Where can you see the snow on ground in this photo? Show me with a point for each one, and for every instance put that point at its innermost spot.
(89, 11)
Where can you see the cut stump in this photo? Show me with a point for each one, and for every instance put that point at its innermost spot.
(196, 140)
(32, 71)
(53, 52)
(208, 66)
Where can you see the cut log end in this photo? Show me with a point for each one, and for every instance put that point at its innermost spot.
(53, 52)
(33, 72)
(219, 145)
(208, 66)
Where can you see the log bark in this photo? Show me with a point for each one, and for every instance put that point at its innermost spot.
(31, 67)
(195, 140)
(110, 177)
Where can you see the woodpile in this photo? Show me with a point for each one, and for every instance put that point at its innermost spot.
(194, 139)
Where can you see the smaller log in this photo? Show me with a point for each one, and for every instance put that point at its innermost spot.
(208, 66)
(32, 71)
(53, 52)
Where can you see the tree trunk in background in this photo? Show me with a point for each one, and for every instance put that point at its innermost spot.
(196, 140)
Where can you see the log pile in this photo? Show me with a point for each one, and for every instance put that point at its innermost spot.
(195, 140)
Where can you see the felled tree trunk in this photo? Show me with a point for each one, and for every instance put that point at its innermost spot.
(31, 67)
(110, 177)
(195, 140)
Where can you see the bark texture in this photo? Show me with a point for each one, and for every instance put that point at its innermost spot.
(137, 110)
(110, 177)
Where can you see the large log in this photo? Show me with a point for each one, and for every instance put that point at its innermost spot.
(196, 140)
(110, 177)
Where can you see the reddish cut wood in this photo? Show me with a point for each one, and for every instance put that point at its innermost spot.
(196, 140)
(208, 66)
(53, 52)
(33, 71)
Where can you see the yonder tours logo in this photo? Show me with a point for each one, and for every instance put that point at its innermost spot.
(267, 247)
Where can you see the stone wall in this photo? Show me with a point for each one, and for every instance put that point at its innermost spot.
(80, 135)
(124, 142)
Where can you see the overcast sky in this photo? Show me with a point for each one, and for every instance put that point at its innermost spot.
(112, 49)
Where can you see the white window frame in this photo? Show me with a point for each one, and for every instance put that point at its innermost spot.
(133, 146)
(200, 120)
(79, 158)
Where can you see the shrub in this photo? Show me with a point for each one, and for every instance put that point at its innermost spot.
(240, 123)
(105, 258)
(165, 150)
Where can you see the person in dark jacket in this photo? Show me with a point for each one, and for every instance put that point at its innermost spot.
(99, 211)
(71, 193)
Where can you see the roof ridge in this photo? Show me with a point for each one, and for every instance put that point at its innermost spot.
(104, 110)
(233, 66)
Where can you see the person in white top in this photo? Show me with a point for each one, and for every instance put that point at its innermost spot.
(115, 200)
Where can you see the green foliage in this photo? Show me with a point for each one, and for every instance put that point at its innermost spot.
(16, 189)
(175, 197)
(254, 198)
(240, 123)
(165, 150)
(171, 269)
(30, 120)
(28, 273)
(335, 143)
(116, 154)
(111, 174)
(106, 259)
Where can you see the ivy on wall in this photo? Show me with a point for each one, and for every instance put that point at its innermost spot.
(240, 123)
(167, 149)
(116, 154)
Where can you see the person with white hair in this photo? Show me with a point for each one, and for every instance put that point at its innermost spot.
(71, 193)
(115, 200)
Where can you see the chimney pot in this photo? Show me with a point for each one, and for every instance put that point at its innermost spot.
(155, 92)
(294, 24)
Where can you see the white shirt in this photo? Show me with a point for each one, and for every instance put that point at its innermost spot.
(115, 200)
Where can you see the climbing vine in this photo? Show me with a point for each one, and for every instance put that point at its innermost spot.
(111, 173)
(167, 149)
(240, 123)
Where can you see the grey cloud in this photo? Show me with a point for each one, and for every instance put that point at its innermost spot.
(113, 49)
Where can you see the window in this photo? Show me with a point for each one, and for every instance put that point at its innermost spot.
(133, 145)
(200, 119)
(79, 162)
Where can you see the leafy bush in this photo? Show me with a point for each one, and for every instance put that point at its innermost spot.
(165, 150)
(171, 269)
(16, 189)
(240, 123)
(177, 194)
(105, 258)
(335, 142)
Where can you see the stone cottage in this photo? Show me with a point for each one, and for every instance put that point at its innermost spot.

» **GIVEN TASK**:
Nothing but the lines from the line with "Where can you see the person in white" to the last line of the listing above should appear; please retype them exactly, both ends included.

» **FINISHED ANSWER**:
Where can you see the person in white top in this photo? Show me with a point for each one, and for every instance put that point at its innermost spot.
(115, 200)
Where can you see the green foliage in this photo? Show me with a point for each one, and for every instance put that point at its innermost spot.
(16, 189)
(175, 197)
(254, 198)
(240, 123)
(165, 150)
(171, 269)
(30, 120)
(28, 273)
(335, 143)
(116, 154)
(111, 174)
(106, 259)
Where can you see the ivy on wall in this photo? Show me with a point for each one, and for every instance put that point at its innermost spot.
(240, 123)
(167, 149)
(116, 154)
Where can you see the person with white hair in this photo? Show me with a point for each one, and for every instance put that point at its innermost spot.
(71, 193)
(115, 200)
Where can you see the chimney pot in this photo? Show me with a point for each one, and for every instance put that point at its innermost spot.
(155, 92)
(294, 24)
Where can you see the white shirt in this photo? Show me with a point for each one, and for every instance put that point at its innermost spot.
(115, 200)
Where can you see the climbing vine in this photo? Show me with a point for each one, and for every instance put that point at its innermost spot.
(111, 173)
(167, 149)
(240, 123)
Where can you see the grey cloud in this photo? Show me with a point for each one, and for every instance put that point at its innermost spot.
(113, 49)
Where can you see the window in this photo? Show me with a point for each one, and for every instance put that point at its innermost spot.
(133, 145)
(200, 119)
(79, 162)
Where can you see the leafy bush in this photo? Show me with a point for each one, and for every instance put that point at its innermost spot.
(165, 150)
(171, 269)
(16, 189)
(240, 123)
(177, 194)
(105, 258)
(335, 142)
Where can you see the stone cottage in this photo? Show me with a point for each one, and for every instance put that point at its innermost spot.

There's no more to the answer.